# STATED EXERCISE A:
In the cost-behavior passage, which cost in the shoe-maker example counts as a fixed cost?

# READING TEXT:
------------

Even a school-going student knows that profit is a balancing figure of sales over costs, i.e. Sales - Cost = Profit.
This knowledge is not sufficient for management for discharging the functions of planning and control, etc. The cost is further
divided according to its behavior, i.e., fixed cost and variable cost. The age-old equation can be written as:
Sales - Cost = Profit or
Sales - (Fixed cost + Variable Cost) = Profit.
The relevance of segregating costs according to variability can be understood by a very simple example of a shoe-maker, whose
Cost data for a particular period is given below:
1. Rent of shop is Rs. 1200 for period under consideration,
2. Selling price per pair is Rs. 55.
3. Input material required for making one pair is Rs. 50.
4. He is producing 1000 pairs during period under consideration. In this data, only two types of costs are mentioned-rent of shop and cost of input materials. The rent of shop will not change, if he produces more than 1,000 pairs or less than 1,000 pairs. This cost is, therefore, referred to as fixed cost. The cost of input material will change according to the number of pairs produced. This is variable cost.

------------

# DATASET RECORDS:
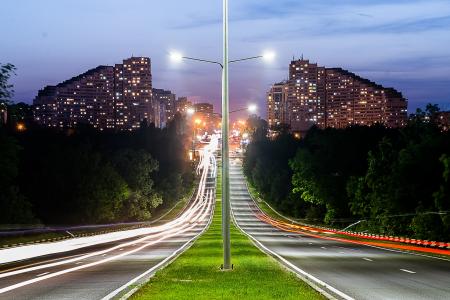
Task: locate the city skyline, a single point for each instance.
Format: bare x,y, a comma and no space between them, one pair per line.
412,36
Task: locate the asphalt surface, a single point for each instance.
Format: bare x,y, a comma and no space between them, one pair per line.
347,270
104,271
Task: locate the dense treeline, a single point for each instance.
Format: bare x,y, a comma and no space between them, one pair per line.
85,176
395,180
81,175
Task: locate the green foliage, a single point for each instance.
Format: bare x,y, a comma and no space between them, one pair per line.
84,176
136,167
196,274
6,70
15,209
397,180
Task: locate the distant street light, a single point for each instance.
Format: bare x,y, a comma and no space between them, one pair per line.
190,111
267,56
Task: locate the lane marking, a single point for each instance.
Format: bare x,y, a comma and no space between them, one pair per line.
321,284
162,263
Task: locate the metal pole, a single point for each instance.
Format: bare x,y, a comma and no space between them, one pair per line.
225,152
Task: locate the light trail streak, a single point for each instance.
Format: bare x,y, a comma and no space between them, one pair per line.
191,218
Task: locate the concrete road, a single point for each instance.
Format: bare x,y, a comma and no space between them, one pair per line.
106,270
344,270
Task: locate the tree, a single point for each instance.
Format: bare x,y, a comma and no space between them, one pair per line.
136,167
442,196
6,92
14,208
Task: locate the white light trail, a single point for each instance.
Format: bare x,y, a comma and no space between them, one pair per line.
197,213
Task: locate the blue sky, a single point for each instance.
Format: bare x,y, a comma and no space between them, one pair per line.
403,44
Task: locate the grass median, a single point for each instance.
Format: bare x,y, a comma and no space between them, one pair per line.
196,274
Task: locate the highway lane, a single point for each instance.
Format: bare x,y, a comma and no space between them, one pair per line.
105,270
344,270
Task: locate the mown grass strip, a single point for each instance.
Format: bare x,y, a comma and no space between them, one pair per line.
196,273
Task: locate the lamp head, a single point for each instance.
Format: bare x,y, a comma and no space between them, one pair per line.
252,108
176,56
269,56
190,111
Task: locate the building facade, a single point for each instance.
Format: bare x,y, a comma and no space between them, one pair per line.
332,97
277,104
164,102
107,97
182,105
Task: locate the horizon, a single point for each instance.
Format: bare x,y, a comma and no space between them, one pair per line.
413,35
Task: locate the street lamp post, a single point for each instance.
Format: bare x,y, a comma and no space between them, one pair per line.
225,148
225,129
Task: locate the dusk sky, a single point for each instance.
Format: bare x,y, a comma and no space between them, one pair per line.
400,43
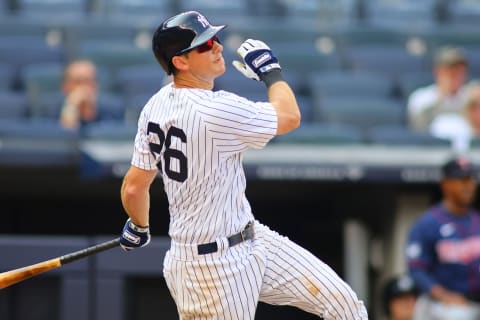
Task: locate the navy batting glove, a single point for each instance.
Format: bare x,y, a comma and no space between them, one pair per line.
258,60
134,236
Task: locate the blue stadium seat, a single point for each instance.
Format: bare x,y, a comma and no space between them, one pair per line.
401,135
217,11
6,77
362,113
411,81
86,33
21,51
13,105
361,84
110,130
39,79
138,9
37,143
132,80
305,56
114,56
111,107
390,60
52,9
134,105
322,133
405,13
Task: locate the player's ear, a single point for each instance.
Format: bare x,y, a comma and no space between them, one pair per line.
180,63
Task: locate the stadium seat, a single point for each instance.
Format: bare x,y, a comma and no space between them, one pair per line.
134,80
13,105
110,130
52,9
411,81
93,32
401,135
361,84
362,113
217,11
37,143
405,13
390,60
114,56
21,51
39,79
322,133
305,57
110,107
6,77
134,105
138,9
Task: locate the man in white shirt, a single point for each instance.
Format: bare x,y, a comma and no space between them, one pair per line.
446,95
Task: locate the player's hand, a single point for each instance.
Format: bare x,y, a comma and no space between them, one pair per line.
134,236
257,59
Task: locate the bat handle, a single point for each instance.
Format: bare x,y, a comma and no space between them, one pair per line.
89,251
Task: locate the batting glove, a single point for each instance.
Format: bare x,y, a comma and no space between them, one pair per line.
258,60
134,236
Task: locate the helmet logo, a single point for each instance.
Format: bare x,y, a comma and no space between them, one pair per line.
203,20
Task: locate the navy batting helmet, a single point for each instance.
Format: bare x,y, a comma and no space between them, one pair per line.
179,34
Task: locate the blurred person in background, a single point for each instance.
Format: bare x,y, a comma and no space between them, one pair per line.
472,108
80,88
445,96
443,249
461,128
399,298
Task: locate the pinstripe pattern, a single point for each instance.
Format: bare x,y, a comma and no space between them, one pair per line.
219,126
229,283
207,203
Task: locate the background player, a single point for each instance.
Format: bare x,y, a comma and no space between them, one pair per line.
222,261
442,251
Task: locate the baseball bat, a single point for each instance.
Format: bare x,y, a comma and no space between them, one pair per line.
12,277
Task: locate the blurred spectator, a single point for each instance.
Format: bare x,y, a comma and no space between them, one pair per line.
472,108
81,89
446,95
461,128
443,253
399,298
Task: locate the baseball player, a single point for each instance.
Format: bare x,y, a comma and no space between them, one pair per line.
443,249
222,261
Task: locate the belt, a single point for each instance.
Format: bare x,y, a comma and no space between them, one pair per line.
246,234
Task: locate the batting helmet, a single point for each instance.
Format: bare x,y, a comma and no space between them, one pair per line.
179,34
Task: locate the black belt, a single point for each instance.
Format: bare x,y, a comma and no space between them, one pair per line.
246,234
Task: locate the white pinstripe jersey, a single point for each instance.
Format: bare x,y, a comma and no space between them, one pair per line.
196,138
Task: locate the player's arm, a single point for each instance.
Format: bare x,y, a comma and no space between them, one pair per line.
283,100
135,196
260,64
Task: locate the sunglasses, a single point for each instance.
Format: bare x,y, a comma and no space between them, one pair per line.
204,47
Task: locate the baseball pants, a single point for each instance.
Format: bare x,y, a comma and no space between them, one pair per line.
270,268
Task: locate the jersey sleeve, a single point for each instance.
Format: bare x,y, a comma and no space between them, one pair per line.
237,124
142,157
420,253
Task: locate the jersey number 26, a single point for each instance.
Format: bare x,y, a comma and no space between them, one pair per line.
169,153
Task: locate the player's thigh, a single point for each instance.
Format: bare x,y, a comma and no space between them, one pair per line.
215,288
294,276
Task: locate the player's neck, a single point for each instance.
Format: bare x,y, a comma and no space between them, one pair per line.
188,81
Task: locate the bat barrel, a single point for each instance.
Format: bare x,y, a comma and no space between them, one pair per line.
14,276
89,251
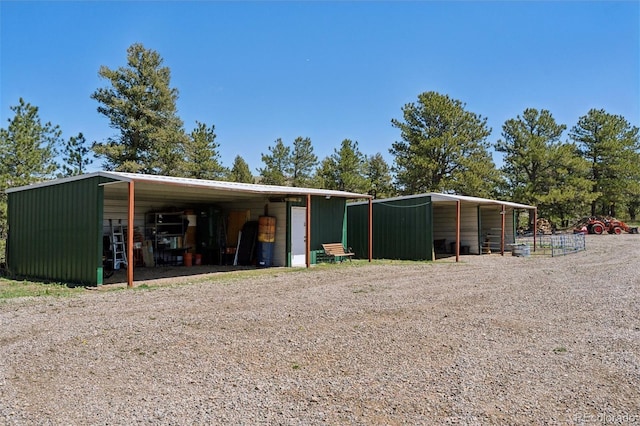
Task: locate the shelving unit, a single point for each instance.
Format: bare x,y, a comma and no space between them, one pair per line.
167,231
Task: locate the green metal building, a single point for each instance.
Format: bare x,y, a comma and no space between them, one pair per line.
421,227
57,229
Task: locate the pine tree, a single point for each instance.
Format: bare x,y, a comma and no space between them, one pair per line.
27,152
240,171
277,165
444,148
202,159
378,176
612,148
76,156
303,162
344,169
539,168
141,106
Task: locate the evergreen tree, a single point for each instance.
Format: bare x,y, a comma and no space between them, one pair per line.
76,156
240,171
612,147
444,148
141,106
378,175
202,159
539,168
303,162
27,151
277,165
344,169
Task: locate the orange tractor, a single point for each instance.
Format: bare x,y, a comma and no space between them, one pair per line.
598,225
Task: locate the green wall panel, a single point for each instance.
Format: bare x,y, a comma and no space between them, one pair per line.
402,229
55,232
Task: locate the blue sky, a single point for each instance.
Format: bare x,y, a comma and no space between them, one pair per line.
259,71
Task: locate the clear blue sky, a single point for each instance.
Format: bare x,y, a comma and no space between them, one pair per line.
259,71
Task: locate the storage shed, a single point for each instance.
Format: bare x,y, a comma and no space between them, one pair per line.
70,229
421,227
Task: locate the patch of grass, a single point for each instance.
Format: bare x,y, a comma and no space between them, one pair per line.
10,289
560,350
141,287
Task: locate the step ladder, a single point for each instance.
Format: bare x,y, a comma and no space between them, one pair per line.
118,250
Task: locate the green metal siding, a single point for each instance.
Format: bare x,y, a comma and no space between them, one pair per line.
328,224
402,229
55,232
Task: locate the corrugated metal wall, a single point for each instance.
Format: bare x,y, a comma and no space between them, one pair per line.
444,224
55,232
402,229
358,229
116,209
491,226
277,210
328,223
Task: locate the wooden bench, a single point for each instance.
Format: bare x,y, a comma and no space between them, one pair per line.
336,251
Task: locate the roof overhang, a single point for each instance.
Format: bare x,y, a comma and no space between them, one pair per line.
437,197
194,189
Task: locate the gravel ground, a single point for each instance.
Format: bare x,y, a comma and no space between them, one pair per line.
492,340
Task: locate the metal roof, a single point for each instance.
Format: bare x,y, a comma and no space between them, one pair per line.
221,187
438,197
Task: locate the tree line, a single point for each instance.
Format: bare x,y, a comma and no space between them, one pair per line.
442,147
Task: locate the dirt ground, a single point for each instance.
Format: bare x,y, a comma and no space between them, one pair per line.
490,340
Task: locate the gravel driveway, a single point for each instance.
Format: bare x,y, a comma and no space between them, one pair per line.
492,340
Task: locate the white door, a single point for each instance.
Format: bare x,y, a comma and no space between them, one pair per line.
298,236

------------

# STATED EXERCISE B:
Filter the rows above and copy out every line that includes the word "lamp".

# RESPONSE A:
The rent of the shop, Rs. 1200 for the period under consideration.

# RESPONSE B:
Task: locate the lamp head, a single point for each instance.
Task: locate the street lamp post, a single point for each instance.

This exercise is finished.